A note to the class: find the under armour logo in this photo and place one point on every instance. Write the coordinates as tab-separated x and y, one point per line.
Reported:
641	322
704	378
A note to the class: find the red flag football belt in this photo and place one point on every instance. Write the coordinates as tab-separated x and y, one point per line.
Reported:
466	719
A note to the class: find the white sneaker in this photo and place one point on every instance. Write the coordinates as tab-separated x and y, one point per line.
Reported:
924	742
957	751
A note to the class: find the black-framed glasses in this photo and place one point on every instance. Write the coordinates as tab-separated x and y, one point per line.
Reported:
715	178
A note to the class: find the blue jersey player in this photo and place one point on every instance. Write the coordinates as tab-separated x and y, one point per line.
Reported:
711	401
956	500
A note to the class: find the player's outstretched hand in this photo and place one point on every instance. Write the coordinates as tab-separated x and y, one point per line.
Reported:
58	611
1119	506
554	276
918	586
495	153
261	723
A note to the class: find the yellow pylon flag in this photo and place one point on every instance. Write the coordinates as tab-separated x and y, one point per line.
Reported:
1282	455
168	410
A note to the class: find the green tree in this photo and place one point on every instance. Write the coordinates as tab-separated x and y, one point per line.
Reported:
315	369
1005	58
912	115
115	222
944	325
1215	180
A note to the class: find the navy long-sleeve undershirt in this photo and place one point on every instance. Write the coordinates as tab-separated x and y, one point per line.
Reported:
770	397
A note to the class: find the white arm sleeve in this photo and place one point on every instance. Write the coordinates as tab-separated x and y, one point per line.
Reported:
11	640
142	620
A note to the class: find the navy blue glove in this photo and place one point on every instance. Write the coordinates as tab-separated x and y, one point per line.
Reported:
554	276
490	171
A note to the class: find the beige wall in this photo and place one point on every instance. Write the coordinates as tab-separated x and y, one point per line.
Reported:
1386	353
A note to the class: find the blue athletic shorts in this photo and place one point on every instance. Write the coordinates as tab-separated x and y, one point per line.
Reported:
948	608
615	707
* * *
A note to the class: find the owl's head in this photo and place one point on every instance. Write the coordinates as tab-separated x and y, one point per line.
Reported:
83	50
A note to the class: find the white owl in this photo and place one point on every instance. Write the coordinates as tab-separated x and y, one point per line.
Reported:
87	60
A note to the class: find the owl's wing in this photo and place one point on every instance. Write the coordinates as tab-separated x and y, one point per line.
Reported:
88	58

* _Aim of the task_: Pick out every line in the listing above that contains the word "navy" and copy each such line in full.

* _Finished task_:
A note to the class: find the navy long-sleeve undershirt in this photo and place one point on every instance. Write the coordinates as tab-separated x and y, one point per line.
A note to the class: find the navy blue glove in this photo and place one point on every instance. Write the coordinates as tab-separated x and y, one point per line.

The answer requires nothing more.